RECORDS FOR THIS EXERCISE START

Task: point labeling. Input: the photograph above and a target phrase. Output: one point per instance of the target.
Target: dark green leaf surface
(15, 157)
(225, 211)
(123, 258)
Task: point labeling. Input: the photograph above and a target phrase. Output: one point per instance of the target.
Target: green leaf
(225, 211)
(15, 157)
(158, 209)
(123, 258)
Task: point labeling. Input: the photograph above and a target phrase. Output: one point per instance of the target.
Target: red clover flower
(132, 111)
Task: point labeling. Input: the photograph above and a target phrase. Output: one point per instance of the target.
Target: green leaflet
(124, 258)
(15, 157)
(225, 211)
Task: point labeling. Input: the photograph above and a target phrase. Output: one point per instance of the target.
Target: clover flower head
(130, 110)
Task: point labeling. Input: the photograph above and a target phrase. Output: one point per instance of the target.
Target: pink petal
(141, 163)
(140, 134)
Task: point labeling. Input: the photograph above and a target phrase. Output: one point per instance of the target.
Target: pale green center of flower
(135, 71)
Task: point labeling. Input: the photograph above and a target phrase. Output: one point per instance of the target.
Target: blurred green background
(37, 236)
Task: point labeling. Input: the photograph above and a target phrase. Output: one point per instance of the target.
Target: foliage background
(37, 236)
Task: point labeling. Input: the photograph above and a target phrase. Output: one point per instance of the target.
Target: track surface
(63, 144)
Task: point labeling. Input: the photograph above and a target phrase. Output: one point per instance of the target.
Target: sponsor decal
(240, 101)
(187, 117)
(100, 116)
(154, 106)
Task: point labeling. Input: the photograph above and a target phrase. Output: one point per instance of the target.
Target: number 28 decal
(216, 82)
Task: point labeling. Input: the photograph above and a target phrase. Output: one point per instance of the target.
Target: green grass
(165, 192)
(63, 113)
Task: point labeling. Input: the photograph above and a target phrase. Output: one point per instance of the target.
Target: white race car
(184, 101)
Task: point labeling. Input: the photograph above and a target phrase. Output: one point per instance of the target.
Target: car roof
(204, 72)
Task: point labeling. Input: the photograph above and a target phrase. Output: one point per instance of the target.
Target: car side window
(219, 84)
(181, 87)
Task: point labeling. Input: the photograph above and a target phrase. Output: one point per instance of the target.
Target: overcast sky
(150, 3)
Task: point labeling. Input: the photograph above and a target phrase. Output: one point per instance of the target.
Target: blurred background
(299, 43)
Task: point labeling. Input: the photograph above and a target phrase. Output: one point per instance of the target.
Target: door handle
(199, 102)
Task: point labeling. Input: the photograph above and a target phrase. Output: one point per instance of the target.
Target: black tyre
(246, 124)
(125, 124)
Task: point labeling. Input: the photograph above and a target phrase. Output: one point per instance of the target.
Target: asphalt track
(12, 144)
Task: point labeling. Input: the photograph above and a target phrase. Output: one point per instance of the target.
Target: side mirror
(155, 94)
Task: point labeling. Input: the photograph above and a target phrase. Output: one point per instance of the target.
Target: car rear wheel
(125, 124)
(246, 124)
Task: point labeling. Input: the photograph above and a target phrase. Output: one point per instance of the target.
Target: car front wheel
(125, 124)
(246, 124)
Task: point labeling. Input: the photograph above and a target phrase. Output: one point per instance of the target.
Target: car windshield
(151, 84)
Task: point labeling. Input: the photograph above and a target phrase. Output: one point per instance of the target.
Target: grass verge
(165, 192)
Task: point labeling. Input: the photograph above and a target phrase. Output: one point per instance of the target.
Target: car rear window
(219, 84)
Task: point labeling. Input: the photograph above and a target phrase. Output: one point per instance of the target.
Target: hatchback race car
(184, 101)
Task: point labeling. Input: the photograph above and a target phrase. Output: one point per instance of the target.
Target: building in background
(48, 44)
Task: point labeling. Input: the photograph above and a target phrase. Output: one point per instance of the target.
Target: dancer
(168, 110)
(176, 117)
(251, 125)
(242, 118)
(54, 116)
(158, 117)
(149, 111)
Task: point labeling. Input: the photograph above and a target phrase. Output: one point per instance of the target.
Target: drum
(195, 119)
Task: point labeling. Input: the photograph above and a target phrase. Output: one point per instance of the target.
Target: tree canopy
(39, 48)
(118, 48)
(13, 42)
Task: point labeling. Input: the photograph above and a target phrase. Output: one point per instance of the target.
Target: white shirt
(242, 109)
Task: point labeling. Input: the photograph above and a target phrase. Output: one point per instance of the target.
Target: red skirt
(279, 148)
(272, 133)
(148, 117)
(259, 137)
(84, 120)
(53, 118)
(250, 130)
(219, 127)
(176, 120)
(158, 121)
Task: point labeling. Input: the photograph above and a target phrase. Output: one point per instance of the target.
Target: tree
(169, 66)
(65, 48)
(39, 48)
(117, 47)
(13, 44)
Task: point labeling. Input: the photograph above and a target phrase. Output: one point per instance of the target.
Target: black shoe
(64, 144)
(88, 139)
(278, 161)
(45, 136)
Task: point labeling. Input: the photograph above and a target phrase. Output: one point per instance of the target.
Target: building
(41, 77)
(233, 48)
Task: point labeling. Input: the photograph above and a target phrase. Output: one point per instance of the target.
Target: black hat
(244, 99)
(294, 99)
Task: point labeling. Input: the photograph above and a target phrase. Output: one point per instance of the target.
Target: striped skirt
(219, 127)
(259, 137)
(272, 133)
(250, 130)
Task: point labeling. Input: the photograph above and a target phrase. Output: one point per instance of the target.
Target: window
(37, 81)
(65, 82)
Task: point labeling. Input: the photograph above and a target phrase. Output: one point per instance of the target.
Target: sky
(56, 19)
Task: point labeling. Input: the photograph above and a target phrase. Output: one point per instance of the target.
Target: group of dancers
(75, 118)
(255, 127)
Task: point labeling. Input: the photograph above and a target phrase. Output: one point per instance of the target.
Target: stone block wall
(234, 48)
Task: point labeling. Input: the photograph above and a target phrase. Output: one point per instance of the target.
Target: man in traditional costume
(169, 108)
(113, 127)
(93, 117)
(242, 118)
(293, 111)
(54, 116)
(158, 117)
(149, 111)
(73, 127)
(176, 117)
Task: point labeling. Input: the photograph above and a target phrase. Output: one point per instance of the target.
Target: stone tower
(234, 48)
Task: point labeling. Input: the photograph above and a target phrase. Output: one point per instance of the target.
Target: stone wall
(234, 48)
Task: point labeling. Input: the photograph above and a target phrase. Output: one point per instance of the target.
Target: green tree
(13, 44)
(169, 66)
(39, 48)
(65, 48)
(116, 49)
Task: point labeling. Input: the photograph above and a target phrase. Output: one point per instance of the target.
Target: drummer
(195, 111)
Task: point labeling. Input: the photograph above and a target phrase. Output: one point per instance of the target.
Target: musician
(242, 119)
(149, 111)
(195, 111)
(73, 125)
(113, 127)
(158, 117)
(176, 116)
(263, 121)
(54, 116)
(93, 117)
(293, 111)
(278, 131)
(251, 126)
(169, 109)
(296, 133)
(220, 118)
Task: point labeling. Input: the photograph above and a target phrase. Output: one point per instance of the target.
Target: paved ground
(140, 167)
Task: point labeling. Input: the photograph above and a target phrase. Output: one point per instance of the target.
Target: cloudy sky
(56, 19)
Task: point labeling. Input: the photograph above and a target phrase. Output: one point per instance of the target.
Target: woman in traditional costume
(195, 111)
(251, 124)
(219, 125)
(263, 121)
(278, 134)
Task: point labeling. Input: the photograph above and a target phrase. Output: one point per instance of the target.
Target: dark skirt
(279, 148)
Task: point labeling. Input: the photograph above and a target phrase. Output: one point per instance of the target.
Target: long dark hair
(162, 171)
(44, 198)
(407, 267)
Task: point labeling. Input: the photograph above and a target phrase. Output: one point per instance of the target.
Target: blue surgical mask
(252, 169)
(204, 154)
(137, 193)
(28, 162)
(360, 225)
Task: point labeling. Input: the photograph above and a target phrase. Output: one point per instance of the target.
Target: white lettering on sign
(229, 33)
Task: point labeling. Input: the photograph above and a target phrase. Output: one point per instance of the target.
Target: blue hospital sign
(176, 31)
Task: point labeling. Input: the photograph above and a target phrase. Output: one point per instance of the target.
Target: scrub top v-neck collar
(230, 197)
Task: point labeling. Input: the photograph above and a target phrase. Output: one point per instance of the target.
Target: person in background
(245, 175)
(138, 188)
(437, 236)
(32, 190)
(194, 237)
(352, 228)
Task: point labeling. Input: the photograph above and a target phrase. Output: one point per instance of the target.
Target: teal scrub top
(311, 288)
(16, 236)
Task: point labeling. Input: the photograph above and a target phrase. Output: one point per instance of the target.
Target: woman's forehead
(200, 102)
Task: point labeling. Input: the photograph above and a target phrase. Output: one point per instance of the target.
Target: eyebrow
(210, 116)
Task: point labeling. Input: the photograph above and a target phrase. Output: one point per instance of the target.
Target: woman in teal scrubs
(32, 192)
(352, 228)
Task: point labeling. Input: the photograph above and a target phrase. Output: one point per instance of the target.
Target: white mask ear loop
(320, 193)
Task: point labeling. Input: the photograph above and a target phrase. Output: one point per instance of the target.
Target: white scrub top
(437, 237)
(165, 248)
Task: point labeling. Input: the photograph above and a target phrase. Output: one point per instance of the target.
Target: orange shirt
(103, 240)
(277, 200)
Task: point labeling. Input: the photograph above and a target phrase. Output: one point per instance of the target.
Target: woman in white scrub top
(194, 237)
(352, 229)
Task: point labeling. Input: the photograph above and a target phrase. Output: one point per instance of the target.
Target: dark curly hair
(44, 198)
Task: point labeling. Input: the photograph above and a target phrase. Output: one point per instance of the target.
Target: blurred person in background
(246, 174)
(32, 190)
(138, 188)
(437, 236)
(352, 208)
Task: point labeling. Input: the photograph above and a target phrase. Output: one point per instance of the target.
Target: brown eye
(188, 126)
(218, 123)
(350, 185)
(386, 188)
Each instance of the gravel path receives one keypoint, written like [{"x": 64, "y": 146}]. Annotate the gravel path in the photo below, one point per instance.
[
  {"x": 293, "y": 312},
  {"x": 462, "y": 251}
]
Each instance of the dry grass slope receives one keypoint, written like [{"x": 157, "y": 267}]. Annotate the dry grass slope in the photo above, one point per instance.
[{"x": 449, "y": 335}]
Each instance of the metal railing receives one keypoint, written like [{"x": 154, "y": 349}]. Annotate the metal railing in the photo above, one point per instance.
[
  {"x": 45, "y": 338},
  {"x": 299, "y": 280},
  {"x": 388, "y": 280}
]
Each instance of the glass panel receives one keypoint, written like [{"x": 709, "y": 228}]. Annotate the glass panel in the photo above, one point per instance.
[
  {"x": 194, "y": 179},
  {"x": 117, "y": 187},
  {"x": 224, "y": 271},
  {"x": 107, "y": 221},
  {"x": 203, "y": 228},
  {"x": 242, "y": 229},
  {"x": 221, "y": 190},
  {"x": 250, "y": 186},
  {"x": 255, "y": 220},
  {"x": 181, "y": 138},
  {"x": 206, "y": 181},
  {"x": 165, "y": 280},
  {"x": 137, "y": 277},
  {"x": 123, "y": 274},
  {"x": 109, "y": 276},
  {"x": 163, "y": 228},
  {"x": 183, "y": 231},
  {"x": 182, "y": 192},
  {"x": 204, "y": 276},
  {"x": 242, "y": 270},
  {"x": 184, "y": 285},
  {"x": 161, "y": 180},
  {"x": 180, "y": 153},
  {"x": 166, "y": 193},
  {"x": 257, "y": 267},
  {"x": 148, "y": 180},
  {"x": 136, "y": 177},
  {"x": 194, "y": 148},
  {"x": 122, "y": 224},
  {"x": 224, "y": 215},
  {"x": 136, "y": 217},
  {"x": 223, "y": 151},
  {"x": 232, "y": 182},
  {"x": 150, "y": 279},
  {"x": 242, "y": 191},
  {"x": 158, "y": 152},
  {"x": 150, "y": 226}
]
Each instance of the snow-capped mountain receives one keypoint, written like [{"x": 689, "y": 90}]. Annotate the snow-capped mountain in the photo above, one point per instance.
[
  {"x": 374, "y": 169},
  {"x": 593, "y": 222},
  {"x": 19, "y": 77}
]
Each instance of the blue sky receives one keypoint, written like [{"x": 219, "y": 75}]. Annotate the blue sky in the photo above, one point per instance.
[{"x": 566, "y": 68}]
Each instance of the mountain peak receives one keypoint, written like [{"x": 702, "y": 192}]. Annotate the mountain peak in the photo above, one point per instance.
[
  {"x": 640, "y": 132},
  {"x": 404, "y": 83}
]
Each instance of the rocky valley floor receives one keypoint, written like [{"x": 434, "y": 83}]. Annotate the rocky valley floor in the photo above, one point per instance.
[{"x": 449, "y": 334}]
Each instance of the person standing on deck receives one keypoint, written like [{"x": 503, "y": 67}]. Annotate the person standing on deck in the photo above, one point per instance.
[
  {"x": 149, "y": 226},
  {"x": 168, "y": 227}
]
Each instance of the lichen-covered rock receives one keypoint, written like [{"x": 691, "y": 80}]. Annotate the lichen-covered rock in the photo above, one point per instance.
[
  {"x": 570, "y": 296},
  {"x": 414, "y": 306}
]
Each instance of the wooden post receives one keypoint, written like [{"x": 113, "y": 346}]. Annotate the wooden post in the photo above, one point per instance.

RECORDS FOR THIS EXERCISE END

■ WHAT IS EXPECTED: Output nothing but the lines from the one that contains "Each instance of the mountain" through the final line of the entries above, exactly as they appear.

■ RESULT OF THE EXERCISE:
Each instance of the mountain peak receives one keypoint, written like [{"x": 702, "y": 192}]. Annotate the mountain peak in the photo above, one point per instance.
[
  {"x": 640, "y": 132},
  {"x": 404, "y": 83}
]
Each instance of the rocky valley floor receives one keypoint, written like [{"x": 434, "y": 83}]. Annotate the rocky valley floor in the photo above, one point per instance.
[{"x": 449, "y": 334}]
Each instance of the person standing on deck receives one keypoint, written like [{"x": 503, "y": 67}]. Annotate the person standing on deck in the photo above, one point per instance.
[
  {"x": 149, "y": 226},
  {"x": 168, "y": 227}
]
Each instance of the lichen-covered rock receives one keypoint, written like [{"x": 691, "y": 80}]. Annotate the lichen-covered rock in the photo above, one point per instance.
[
  {"x": 570, "y": 296},
  {"x": 414, "y": 306}
]
Each instance of the wooden post receives one keypoint, written like [{"x": 113, "y": 346}]. Annotate the wooden post in the photo above, one point per instance.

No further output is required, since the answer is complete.